Dataset records on object locations
::::

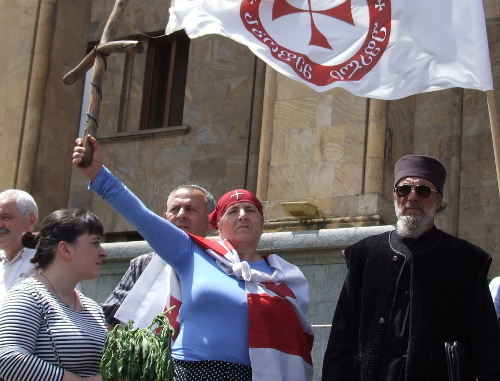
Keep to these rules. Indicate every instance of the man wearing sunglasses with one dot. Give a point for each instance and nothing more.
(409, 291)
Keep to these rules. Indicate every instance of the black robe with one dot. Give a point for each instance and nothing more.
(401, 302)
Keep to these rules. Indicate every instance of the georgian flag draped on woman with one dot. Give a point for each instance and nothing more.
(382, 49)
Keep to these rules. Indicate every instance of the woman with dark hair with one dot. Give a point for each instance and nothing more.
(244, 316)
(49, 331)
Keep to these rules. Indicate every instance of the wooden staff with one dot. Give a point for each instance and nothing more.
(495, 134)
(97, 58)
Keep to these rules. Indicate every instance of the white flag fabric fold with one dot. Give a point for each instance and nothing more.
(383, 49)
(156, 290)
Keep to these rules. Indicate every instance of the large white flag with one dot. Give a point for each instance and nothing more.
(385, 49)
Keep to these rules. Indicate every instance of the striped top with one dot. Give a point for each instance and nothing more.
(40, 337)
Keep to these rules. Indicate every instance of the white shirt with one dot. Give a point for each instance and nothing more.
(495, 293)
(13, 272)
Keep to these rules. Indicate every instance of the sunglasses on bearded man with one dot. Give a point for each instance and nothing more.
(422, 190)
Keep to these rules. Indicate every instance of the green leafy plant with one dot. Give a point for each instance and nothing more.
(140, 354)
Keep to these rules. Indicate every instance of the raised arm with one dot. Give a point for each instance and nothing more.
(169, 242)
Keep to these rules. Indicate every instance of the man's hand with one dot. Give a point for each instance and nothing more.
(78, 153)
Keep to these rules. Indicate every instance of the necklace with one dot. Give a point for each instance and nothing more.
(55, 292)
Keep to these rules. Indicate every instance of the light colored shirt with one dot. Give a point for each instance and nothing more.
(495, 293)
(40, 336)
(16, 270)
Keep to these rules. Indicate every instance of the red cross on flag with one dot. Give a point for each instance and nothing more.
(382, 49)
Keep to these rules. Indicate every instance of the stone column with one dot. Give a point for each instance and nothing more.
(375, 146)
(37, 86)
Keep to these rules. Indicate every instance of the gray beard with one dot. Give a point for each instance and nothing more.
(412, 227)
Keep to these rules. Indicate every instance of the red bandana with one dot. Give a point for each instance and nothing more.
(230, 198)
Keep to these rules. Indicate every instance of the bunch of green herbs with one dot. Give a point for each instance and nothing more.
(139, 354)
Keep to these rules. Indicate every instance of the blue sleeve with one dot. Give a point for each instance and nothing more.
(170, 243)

::::

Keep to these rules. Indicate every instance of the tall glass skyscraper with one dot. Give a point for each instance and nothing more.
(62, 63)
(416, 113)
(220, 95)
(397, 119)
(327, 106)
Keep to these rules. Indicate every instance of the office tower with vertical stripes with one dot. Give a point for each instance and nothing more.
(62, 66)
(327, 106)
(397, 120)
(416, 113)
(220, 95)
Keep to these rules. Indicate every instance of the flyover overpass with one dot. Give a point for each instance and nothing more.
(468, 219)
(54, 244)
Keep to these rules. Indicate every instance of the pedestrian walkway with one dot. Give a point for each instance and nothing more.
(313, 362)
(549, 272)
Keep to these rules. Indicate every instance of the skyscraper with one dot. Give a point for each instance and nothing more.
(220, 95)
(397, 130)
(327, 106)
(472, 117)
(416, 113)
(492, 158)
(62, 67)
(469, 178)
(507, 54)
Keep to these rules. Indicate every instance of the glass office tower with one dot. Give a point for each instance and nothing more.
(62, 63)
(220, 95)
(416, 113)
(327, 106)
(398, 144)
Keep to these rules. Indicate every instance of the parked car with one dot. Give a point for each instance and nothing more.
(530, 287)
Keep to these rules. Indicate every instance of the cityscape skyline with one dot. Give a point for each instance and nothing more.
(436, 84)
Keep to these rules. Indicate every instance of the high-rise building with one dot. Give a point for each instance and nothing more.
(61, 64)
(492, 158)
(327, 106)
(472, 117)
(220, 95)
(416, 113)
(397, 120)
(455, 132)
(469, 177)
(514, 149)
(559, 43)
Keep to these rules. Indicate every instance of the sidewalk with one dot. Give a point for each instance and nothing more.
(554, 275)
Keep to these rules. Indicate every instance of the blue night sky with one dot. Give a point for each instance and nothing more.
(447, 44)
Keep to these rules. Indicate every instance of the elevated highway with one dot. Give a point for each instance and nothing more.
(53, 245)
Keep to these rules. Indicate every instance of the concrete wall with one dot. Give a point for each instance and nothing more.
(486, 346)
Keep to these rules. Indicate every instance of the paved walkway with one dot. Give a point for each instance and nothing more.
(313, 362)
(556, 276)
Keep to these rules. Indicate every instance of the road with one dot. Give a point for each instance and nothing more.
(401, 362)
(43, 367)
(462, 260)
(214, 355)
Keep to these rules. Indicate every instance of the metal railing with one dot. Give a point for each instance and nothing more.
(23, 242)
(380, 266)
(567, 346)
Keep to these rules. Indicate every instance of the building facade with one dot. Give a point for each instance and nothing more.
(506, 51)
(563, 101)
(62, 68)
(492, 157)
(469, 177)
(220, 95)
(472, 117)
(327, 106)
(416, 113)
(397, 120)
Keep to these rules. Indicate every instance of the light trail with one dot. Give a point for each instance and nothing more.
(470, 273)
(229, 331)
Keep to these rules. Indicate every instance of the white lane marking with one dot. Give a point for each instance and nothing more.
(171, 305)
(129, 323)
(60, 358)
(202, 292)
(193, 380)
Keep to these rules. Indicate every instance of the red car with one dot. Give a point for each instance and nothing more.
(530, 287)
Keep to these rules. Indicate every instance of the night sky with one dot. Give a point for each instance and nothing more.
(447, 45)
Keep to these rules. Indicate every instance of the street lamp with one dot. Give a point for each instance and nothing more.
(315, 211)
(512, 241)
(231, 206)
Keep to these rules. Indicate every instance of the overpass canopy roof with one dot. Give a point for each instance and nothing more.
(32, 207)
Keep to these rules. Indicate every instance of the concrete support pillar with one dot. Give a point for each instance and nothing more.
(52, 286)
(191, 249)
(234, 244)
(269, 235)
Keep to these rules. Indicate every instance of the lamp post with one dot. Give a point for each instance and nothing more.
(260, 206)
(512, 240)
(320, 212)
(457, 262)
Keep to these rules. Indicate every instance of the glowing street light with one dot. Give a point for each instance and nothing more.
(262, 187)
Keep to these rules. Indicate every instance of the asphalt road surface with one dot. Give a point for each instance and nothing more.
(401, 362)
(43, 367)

::::

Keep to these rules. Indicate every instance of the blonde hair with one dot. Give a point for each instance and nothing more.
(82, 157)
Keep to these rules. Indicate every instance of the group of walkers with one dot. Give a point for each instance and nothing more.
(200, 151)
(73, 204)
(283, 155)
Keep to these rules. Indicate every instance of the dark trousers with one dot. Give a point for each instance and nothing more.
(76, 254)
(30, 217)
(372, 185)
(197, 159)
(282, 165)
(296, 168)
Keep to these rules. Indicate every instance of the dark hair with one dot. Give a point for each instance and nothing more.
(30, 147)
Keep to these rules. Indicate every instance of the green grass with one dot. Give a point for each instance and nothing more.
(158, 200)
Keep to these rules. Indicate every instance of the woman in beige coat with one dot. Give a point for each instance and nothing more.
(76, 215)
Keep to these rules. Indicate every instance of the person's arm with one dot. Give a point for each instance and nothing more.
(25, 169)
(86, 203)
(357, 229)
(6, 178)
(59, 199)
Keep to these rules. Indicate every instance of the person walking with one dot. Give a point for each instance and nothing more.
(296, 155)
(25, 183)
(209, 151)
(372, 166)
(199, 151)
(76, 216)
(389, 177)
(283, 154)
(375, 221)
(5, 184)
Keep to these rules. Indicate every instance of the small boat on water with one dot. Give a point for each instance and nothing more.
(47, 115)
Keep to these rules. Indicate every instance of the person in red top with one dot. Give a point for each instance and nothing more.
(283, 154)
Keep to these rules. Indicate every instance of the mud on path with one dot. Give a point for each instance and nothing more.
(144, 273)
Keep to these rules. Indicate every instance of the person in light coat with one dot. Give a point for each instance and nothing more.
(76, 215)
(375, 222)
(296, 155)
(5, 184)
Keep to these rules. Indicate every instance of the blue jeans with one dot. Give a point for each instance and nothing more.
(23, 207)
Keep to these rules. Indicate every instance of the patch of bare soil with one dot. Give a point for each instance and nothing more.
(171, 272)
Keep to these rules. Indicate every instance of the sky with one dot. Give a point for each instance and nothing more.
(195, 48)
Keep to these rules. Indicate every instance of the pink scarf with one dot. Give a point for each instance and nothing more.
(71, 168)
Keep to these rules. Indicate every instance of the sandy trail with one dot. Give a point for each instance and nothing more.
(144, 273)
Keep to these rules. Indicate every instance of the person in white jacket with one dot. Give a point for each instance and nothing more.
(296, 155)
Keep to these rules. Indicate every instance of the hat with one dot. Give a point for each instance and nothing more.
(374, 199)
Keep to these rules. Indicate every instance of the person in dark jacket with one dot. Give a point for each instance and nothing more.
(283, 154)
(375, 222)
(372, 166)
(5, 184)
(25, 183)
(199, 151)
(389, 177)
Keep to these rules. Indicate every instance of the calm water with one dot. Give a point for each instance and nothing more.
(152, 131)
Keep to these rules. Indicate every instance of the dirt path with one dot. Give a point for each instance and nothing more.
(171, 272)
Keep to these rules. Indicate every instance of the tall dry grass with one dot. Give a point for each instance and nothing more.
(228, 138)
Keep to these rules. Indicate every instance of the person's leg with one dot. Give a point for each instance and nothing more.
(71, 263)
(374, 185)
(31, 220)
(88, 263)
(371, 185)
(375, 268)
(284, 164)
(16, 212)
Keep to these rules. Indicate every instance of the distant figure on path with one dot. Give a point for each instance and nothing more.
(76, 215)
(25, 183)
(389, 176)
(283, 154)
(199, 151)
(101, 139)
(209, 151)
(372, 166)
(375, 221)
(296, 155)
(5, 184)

::::

• WHAT NEEDS TO BE DONE:
Gather every line in the entries above that contains the word "tall", treating uppercase and lowercase as different, and copy each such line out in full.

• SOLUTION FOR THIS EXERCISE:
Keep to these rules. Indicate every instance of the tall glass skyscraper with one dot. Give a point for each instance and nothing more.
Keep to these rules. Indicate every instance of the tall dry grass with one dot. Give a point for each instance and nothing more.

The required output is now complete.